[EXERCISE BRIEF]:
Would you please copy every line of the material that follows, exactly as it reads?

[ENTRIES SUPPLIED]:
BEGIN

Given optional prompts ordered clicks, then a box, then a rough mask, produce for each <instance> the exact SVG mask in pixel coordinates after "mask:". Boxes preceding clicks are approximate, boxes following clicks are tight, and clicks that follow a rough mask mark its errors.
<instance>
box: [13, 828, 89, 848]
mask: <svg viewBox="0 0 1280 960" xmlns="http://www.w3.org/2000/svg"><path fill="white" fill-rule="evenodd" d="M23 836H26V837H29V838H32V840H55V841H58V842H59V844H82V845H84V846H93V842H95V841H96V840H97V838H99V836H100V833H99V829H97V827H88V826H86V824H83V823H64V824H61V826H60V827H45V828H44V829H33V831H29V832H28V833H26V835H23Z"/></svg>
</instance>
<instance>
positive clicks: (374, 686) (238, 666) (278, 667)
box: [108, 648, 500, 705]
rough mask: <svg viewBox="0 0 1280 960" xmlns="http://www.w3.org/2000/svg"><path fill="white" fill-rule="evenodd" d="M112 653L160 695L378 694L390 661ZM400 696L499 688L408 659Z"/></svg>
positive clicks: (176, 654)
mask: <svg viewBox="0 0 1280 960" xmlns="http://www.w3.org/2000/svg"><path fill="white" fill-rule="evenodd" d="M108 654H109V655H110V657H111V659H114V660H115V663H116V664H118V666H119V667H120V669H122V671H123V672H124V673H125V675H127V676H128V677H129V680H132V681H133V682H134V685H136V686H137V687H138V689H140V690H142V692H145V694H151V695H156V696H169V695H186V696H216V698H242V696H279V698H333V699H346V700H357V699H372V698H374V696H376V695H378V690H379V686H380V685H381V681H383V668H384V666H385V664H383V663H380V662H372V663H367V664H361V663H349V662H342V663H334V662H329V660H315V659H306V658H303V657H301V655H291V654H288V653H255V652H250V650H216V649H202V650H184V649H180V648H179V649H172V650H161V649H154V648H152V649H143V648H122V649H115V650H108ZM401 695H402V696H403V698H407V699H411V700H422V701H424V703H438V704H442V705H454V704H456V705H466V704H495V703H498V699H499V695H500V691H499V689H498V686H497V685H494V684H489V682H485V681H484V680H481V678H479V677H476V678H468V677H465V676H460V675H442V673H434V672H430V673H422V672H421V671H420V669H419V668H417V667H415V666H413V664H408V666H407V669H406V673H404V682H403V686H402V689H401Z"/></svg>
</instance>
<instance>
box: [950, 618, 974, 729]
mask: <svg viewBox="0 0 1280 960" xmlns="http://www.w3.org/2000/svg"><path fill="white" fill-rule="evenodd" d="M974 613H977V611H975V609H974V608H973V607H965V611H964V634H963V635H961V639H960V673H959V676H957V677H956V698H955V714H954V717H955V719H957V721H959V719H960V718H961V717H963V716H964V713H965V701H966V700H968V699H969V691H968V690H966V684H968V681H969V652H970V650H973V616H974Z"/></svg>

END

[REPLY]:
Given optional prompts ordered clicks, then a box, then a rough mask, produce for each <instance> the exact SVG mask in pixel coordinates after "mask:". Boxes preceding clicks are approximate, boxes following clicks are tight, and clicks that follow a rough mask mark its errors.
<instance>
box: [13, 828, 89, 848]
mask: <svg viewBox="0 0 1280 960" xmlns="http://www.w3.org/2000/svg"><path fill="white" fill-rule="evenodd" d="M23 836H26V837H29V838H32V840H55V841H58V842H59V844H82V845H84V846H93V842H95V841H96V840H97V838H99V836H100V833H99V829H97V827H88V826H86V824H83V823H64V824H61V826H60V827H45V828H44V829H33V831H29V832H28V833H26V835H23Z"/></svg>
</instance>
<instance>
positive clicks: (374, 686) (238, 666) (278, 667)
box: [108, 648, 500, 705]
rough mask: <svg viewBox="0 0 1280 960" xmlns="http://www.w3.org/2000/svg"><path fill="white" fill-rule="evenodd" d="M112 653L160 695L378 694L390 661ZM400 696L499 688L408 659Z"/></svg>
positive clicks: (176, 654)
mask: <svg viewBox="0 0 1280 960" xmlns="http://www.w3.org/2000/svg"><path fill="white" fill-rule="evenodd" d="M108 654H109V655H110V657H111V659H114V660H115V663H116V664H118V666H119V667H120V669H122V671H123V672H124V673H125V675H127V676H128V677H129V680H132V681H133V682H134V685H136V686H137V687H138V689H140V690H142V692H145V694H151V695H156V696H169V695H186V696H216V698H242V696H279V698H333V699H346V700H357V699H372V698H374V696H376V695H378V690H379V686H380V685H381V681H383V668H384V666H385V664H383V663H380V662H372V663H367V664H361V663H349V662H342V663H334V662H329V660H315V659H306V658H303V657H301V655H291V654H288V653H255V652H250V650H216V649H202V650H184V649H180V648H179V649H172V650H161V649H154V648H152V649H143V648H122V649H115V650H108ZM401 695H402V696H403V698H407V699H411V700H422V701H424V703H438V704H442V705H454V704H456V705H466V704H495V703H498V699H499V695H500V691H499V689H498V686H497V685H494V684H489V682H485V681H484V680H481V678H479V677H476V678H468V677H465V676H460V675H442V673H434V672H430V673H422V672H421V671H420V669H419V668H417V667H415V666H413V664H408V666H407V669H406V673H404V682H403V686H402V689H401Z"/></svg>
</instance>
<instance>
box: [950, 618, 974, 729]
mask: <svg viewBox="0 0 1280 960" xmlns="http://www.w3.org/2000/svg"><path fill="white" fill-rule="evenodd" d="M974 613H977V611H975V609H974V608H973V607H965V611H964V634H963V635H961V639H960V673H959V676H957V677H956V698H955V714H954V717H955V719H957V721H959V719H960V718H961V717H963V716H964V713H965V701H966V700H968V699H969V691H968V690H966V684H968V681H969V652H970V650H973V616H974Z"/></svg>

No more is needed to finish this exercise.